Object position labeling data
+++

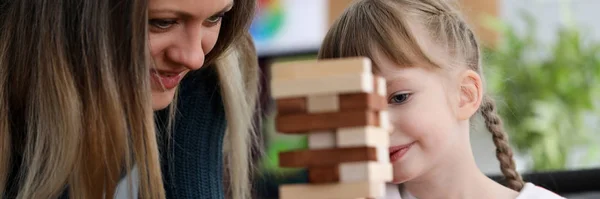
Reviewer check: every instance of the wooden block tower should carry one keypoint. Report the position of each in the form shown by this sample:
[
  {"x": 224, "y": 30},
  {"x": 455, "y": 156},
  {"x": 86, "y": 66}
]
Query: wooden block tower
[{"x": 341, "y": 106}]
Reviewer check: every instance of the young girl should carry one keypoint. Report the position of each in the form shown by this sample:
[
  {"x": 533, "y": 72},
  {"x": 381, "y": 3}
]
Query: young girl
[{"x": 431, "y": 61}]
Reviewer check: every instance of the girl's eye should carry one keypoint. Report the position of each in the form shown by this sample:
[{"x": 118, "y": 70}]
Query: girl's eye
[
  {"x": 215, "y": 19},
  {"x": 399, "y": 98},
  {"x": 162, "y": 24}
]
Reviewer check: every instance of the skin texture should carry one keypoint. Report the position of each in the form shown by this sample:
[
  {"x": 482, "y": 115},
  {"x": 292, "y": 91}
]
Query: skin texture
[
  {"x": 431, "y": 108},
  {"x": 181, "y": 33}
]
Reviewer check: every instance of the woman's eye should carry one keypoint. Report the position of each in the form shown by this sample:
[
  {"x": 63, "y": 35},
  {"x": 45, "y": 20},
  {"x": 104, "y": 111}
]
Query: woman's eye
[
  {"x": 399, "y": 98},
  {"x": 162, "y": 23}
]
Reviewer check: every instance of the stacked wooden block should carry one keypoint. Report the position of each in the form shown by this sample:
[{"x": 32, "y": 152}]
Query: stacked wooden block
[{"x": 341, "y": 107}]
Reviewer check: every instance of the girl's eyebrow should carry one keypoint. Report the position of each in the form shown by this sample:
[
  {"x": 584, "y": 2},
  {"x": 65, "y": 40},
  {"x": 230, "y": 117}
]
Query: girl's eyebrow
[
  {"x": 396, "y": 78},
  {"x": 184, "y": 14}
]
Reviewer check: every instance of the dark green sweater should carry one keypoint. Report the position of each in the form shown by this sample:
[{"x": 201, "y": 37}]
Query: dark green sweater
[{"x": 195, "y": 166}]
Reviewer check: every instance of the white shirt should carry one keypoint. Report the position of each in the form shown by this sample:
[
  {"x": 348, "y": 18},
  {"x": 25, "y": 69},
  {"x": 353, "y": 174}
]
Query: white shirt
[{"x": 529, "y": 191}]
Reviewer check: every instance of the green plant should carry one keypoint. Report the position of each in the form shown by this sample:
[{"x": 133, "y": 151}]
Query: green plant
[{"x": 544, "y": 91}]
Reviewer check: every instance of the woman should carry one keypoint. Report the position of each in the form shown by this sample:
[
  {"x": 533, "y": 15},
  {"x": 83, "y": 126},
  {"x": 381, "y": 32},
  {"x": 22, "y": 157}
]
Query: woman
[
  {"x": 218, "y": 92},
  {"x": 78, "y": 93}
]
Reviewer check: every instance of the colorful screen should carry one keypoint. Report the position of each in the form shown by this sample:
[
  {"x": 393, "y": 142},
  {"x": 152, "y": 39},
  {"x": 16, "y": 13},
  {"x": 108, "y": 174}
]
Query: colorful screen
[{"x": 289, "y": 26}]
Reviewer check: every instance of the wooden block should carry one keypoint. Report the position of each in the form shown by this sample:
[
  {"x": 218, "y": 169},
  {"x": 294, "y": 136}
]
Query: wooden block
[
  {"x": 323, "y": 103},
  {"x": 347, "y": 102},
  {"x": 315, "y": 69},
  {"x": 362, "y": 101},
  {"x": 353, "y": 83},
  {"x": 321, "y": 140},
  {"x": 352, "y": 172},
  {"x": 384, "y": 120},
  {"x": 324, "y": 174},
  {"x": 383, "y": 154},
  {"x": 304, "y": 123},
  {"x": 366, "y": 171},
  {"x": 291, "y": 106},
  {"x": 323, "y": 157},
  {"x": 333, "y": 191},
  {"x": 380, "y": 87},
  {"x": 362, "y": 136}
]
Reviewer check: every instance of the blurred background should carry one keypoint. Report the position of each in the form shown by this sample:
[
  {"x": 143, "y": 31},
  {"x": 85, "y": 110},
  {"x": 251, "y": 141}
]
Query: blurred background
[{"x": 542, "y": 65}]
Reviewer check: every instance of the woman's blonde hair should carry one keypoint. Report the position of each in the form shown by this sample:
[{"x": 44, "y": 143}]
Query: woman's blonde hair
[
  {"x": 236, "y": 63},
  {"x": 75, "y": 107},
  {"x": 388, "y": 26}
]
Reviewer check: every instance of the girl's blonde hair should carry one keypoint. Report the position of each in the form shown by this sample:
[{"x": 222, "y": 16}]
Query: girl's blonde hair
[{"x": 388, "y": 26}]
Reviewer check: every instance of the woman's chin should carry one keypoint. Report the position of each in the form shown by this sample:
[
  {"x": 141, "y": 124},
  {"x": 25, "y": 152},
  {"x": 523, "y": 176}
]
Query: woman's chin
[{"x": 162, "y": 99}]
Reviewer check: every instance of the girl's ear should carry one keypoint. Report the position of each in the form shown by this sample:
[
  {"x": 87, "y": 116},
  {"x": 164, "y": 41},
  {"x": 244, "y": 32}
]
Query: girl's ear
[{"x": 471, "y": 94}]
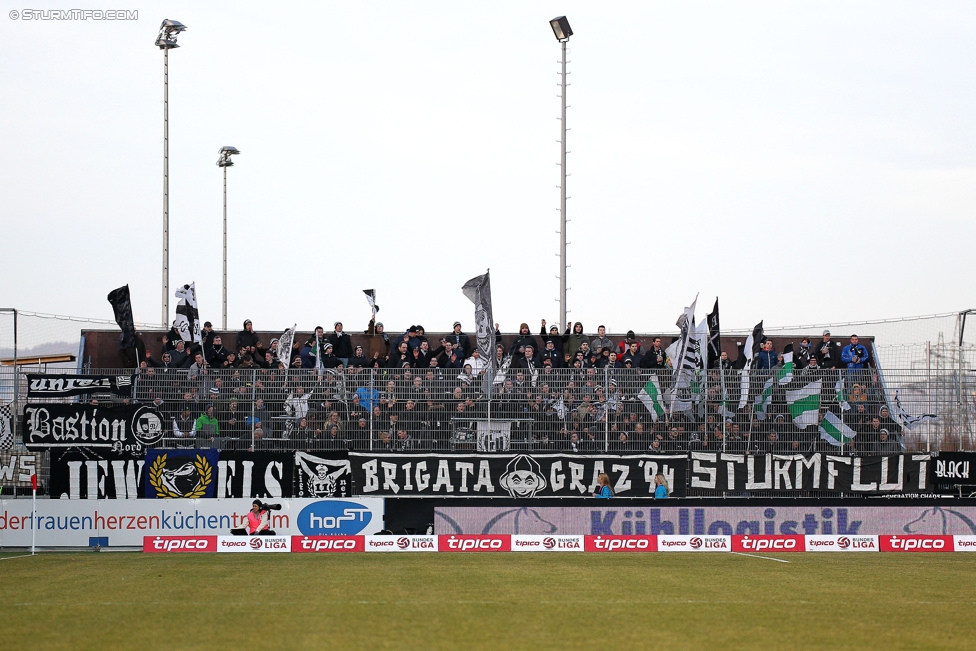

+++

** Short task **
Write out every line of the data above word for word, omitting the pictures.

** Complete response **
Reviewer check: every instance of the wooden block tower should carry one keypoint. Report the position of each in the form shown by this sample:
[
  {"x": 224, "y": 30},
  {"x": 455, "y": 156},
  {"x": 86, "y": 66}
]
Query: wooden block tower
[{"x": 341, "y": 106}]
Reviewer check: every instance of the young girl should carry one keypoint. Report the position of each in the form shown by this sample:
[
  {"x": 533, "y": 72},
  {"x": 381, "y": 3}
]
Query: young girl
[{"x": 431, "y": 61}]
Reviewer check: every instance of the girl's eye should carry one keypoint. Report the position of each in the form shown by this sample:
[{"x": 118, "y": 70}]
Query: girl's eye
[
  {"x": 215, "y": 19},
  {"x": 399, "y": 98},
  {"x": 162, "y": 24}
]
Reviewer check: every instance of the skin texture should carry one keypoint. Report the position of each in the form shown by this sample:
[
  {"x": 482, "y": 115},
  {"x": 292, "y": 91}
]
Query: skin texture
[
  {"x": 431, "y": 108},
  {"x": 181, "y": 33}
]
Reviewer check: every instance of the woman's eye should carry one keypoint. Report the position of each in the form shown by this sample:
[
  {"x": 63, "y": 35},
  {"x": 45, "y": 20},
  {"x": 104, "y": 111}
]
Query: woman's eye
[
  {"x": 399, "y": 98},
  {"x": 162, "y": 23}
]
Reviewer check: every instance of the stacked wooden block should carry one keypoint. Report the position of each in the form shown by this sample:
[{"x": 32, "y": 152}]
Query: stacked wooden block
[{"x": 341, "y": 107}]
Reviewer check: every instance of the girl's eyebrow should carry one keypoint. Report the position of each in the form shown by this sample:
[
  {"x": 584, "y": 2},
  {"x": 65, "y": 40},
  {"x": 230, "y": 117}
]
Query: girl's eyebrow
[
  {"x": 396, "y": 78},
  {"x": 184, "y": 14}
]
Reviewer check: every instance of the dark green sweater should carry one keypoint. Report the position of each in the form shown by this sample:
[{"x": 201, "y": 37}]
Query: dark green sweater
[{"x": 195, "y": 166}]
Reviewer check: every instance of the white shirt should carry one keypoint. Report the position of each in the form shown by this sample:
[
  {"x": 348, "y": 18},
  {"x": 25, "y": 69},
  {"x": 353, "y": 174}
]
Query: white shirt
[{"x": 529, "y": 191}]
Reviewer check: every instance of the green plant should carry one keypoint. Report the position of each in the form shown by this sample:
[{"x": 133, "y": 151}]
Query: green plant
[{"x": 544, "y": 91}]
Reviewer check: every instance of the woman should carry one keypoint. Report the position of each in the form shown by this sample:
[
  {"x": 533, "y": 15},
  {"x": 83, "y": 126},
  {"x": 381, "y": 32},
  {"x": 22, "y": 157}
]
Query: woman
[
  {"x": 218, "y": 92},
  {"x": 78, "y": 93}
]
Reviewer check: every instance of the colorful screen should carry one keypoint. Report the position of each in the form shown by this sample:
[
  {"x": 393, "y": 142},
  {"x": 152, "y": 39},
  {"x": 16, "y": 13},
  {"x": 108, "y": 174}
]
Query: colorful screen
[{"x": 289, "y": 26}]
Reviewer check: every instance of the wooden block should carry one keypoint. Report the position of each in the form shown by this sample:
[
  {"x": 218, "y": 169},
  {"x": 294, "y": 136}
]
Query: wooden block
[
  {"x": 323, "y": 103},
  {"x": 347, "y": 102},
  {"x": 315, "y": 69},
  {"x": 362, "y": 101},
  {"x": 353, "y": 83},
  {"x": 321, "y": 140},
  {"x": 352, "y": 172},
  {"x": 384, "y": 120},
  {"x": 324, "y": 174},
  {"x": 383, "y": 154},
  {"x": 304, "y": 123},
  {"x": 366, "y": 171},
  {"x": 291, "y": 106},
  {"x": 323, "y": 157},
  {"x": 333, "y": 191},
  {"x": 380, "y": 87},
  {"x": 362, "y": 136}
]
Reviewer check: every instance of the blurred background should carry one keypoint. Report the position of each in the form shown by this sample:
[
  {"x": 143, "y": 31},
  {"x": 85, "y": 110},
  {"x": 251, "y": 141}
]
Query: blurred background
[{"x": 542, "y": 65}]
Reviewer check: every instance of the woman's blonde hair should carry one keypoint. Report the position of each in the form shown by this sample:
[{"x": 44, "y": 143}]
Query: woman's blonde hair
[
  {"x": 236, "y": 63},
  {"x": 75, "y": 107},
  {"x": 388, "y": 26}
]
Reviewer check: every instance of the girl's blonde hair should carry one keypoint. Report the position of each in the form shown by this sample:
[{"x": 222, "y": 16}]
Query: girl's blonde hair
[{"x": 388, "y": 26}]
Reviewer check: every instance of the woman's chin should carry one keypoint. Report the position of each in the form shown by this sample:
[
  {"x": 141, "y": 124},
  {"x": 25, "y": 152},
  {"x": 523, "y": 176}
]
Query: woman's chin
[{"x": 162, "y": 99}]
Reviewer check: every instance of the girl's ear should carry one keypoint. Report the position of each in the form shown by this sample:
[
  {"x": 87, "y": 116},
  {"x": 164, "y": 41},
  {"x": 244, "y": 32}
]
Query: girl's ear
[{"x": 471, "y": 94}]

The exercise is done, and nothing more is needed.